§ **Problem statement**
In the entries below, find the line containing "Keypoint guideline: for each instance of the window in". Copy it and all lines after it, exactly, through the end.

§ **Supplied records**
+ + + + + + +

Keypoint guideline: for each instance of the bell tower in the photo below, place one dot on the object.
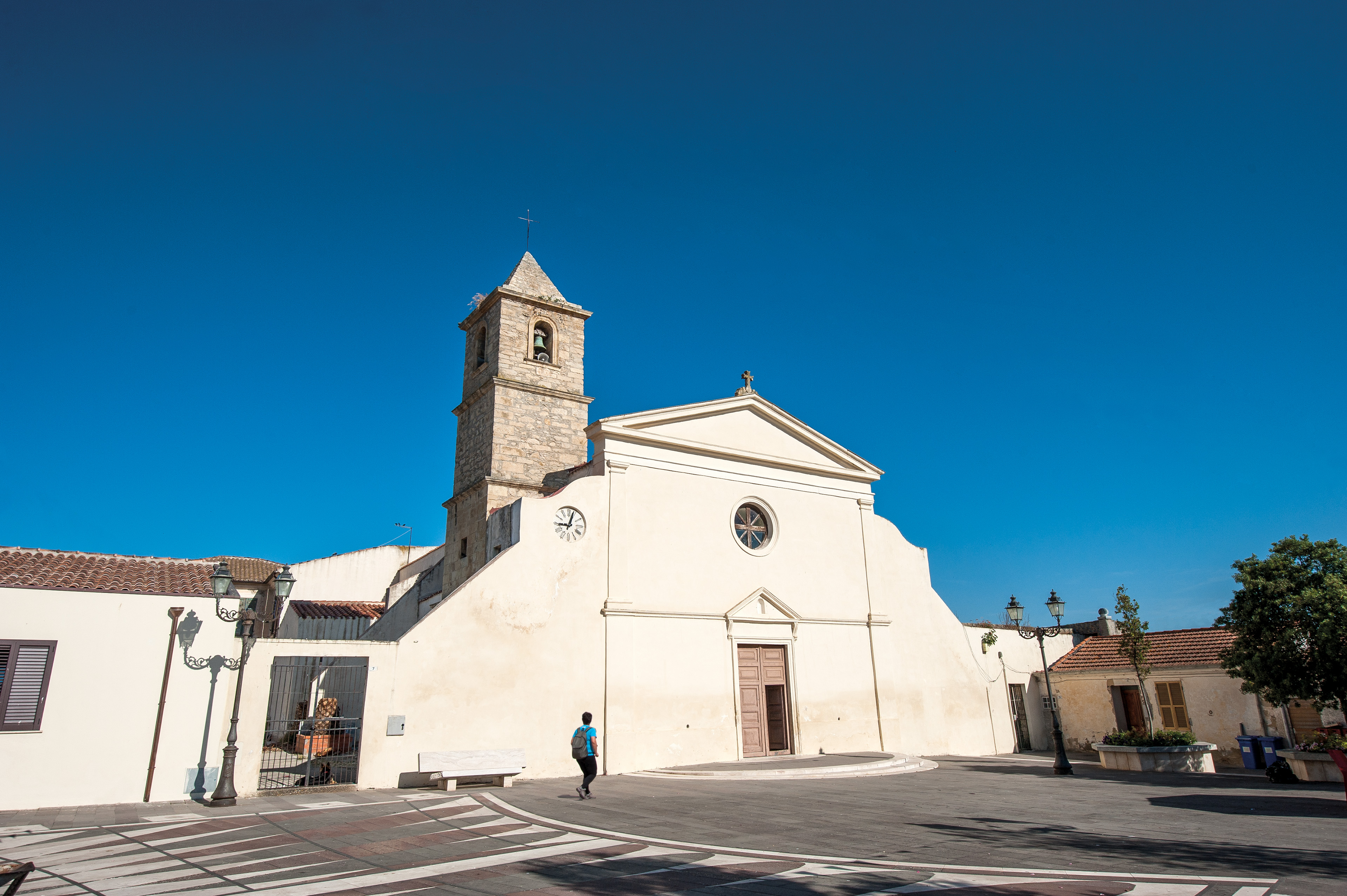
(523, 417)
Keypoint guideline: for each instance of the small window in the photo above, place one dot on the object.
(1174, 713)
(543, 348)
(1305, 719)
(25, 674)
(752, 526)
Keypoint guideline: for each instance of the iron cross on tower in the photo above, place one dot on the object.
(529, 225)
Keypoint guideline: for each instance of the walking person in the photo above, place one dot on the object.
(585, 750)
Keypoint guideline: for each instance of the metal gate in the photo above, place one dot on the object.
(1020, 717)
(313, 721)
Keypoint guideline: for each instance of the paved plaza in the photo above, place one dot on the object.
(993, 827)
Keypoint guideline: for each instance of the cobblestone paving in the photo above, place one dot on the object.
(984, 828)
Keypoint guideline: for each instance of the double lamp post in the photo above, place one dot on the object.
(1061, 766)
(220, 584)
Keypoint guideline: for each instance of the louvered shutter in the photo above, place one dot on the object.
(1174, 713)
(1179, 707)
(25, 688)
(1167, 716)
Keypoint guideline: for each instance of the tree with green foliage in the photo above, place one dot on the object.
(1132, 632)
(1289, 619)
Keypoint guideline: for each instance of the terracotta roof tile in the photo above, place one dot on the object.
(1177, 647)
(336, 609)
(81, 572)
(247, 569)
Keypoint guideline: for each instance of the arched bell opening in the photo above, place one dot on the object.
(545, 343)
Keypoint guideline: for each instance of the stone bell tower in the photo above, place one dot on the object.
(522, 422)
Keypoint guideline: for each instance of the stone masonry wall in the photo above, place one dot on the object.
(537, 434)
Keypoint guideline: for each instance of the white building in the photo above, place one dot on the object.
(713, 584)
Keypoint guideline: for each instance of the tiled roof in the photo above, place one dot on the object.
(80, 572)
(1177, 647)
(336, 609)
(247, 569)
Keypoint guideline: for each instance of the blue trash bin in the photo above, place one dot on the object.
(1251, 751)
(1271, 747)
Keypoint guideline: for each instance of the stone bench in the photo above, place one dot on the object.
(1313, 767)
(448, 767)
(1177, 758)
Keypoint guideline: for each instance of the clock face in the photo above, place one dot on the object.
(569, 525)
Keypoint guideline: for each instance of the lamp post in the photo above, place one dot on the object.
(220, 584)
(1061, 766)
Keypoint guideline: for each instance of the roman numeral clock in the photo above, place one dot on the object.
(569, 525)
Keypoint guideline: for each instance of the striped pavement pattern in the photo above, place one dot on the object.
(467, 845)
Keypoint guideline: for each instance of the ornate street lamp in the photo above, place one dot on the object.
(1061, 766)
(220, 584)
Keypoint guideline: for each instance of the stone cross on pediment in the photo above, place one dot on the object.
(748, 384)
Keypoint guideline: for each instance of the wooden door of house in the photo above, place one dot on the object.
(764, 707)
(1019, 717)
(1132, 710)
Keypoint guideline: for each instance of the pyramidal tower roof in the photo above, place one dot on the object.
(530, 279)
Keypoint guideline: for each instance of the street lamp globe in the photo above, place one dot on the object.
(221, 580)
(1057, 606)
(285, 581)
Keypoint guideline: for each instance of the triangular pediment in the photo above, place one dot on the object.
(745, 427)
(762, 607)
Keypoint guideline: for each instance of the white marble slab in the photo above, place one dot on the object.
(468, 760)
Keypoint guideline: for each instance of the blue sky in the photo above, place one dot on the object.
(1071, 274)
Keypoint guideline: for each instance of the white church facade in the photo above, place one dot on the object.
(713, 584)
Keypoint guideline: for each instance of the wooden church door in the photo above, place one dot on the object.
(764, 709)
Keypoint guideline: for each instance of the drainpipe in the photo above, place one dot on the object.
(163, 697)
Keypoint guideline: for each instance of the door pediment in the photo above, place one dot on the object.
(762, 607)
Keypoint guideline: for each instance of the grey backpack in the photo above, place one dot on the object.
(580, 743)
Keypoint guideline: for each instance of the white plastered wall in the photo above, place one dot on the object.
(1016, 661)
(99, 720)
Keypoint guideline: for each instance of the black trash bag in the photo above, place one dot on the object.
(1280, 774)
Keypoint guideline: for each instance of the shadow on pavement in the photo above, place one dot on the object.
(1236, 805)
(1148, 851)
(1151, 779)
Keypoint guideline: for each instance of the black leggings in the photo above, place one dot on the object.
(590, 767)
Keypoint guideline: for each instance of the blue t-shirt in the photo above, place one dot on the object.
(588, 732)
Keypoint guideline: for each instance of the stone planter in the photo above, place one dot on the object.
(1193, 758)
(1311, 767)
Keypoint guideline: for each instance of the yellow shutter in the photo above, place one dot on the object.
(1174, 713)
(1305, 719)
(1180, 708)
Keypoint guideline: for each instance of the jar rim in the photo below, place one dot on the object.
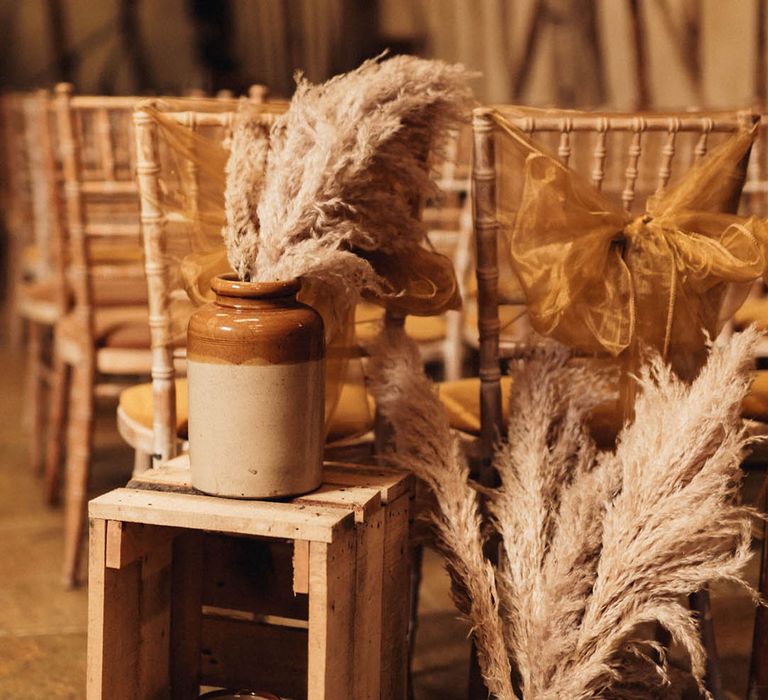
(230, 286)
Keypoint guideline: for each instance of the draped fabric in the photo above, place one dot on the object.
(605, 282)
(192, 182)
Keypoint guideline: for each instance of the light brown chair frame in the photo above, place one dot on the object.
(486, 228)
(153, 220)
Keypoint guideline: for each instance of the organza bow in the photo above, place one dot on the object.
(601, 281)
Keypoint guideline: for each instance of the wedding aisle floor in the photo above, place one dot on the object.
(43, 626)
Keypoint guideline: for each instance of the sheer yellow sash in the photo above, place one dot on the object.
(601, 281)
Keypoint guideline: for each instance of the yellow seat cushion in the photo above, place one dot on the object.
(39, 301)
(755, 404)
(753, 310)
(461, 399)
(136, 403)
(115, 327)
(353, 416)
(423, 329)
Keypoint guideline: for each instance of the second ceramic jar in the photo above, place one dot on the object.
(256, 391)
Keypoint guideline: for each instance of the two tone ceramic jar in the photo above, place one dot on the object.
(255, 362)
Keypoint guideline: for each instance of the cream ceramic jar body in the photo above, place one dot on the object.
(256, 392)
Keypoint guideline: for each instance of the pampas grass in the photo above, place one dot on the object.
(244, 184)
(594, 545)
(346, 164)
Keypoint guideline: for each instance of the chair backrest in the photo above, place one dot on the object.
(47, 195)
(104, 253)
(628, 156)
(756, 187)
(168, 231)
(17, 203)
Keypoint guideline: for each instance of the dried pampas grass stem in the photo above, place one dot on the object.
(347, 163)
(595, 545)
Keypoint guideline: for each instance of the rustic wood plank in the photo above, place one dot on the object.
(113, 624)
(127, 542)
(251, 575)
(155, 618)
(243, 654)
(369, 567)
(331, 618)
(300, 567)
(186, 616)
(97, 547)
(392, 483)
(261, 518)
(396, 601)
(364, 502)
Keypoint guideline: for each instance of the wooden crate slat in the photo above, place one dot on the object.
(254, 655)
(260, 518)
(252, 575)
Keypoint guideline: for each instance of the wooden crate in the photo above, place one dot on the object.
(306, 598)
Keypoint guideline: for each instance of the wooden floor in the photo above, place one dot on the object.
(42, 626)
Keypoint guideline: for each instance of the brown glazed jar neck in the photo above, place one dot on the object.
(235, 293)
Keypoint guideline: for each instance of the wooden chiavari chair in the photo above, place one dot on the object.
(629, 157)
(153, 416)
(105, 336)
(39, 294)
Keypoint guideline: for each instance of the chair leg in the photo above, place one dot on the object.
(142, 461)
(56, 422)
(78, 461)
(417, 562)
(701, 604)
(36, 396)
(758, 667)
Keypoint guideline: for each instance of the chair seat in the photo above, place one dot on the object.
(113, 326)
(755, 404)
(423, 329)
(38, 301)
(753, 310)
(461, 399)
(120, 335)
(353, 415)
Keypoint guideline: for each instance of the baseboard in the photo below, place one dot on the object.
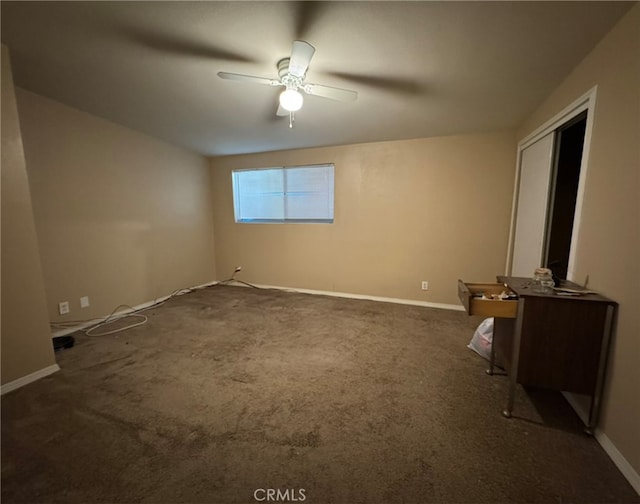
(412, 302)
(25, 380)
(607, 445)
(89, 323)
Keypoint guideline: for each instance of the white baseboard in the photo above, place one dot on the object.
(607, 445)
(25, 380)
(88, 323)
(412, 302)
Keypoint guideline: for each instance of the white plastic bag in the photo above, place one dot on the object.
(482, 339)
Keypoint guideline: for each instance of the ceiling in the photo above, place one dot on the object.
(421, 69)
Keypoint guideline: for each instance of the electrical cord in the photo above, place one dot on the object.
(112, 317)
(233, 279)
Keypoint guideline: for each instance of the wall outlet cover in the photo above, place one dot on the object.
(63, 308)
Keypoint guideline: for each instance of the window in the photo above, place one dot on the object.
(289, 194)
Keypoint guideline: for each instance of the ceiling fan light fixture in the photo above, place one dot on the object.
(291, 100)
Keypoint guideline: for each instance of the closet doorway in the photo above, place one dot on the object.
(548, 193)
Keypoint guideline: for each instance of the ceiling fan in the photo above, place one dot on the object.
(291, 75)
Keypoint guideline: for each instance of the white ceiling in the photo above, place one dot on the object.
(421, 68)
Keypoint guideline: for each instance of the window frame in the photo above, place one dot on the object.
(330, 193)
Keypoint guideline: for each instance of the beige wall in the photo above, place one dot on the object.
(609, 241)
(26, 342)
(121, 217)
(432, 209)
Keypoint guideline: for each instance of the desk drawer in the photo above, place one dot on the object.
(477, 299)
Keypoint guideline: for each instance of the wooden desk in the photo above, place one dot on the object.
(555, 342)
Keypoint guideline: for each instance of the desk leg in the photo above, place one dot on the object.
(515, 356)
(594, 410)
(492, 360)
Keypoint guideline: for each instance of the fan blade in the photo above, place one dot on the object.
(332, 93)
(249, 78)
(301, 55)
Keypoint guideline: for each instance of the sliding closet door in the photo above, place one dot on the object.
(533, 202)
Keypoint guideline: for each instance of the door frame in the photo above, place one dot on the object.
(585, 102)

+ + + + + + +

§ **Exercise output**
Keypoint guideline: for each instance of the window in the photo above, place one dot on the object.
(289, 194)
Keypoint guideline: for each instance of the ceiling fan light fixture in the photo above, place one dot on the object.
(291, 100)
Keypoint guideline: for each instance of the closet doorway in the photo above, place one dot on the object.
(548, 193)
Keypoint guideline: for each instance of the ceiling fan in the photo above, place one dot on the object.
(291, 75)
Keypoint guideline: for each instance of the white ceiling in the photo above, place one dot on the object.
(421, 68)
Keypoint guideline: for each instance of the window frame in the photo above, place one dot on the object.
(330, 193)
Keypoint guideline: for each instance of the beige wall in the photo above, place one dot on the object.
(609, 241)
(26, 342)
(121, 217)
(432, 209)
Keypoint guideline: for each instance of the desk drawer in the photo above, place one dot on the object.
(477, 299)
Keypoint guideline: for each instance of the wooden desk in the photo above, place one dot on the object.
(555, 342)
Keypoint guideline: for each instance of the desk leg in the photo above, place one dot on the object.
(515, 356)
(594, 410)
(492, 360)
Keypoint guideline: for each instance of the fan blade in the photo above, place one dot on the object.
(332, 93)
(249, 78)
(301, 55)
Keypoint guideline: for each instance of the sliding closet door in the photo above, place one dot on the object.
(533, 202)
Keypoint guideline: for each instance of the door frame in the photo above, place one dot on the object.
(585, 102)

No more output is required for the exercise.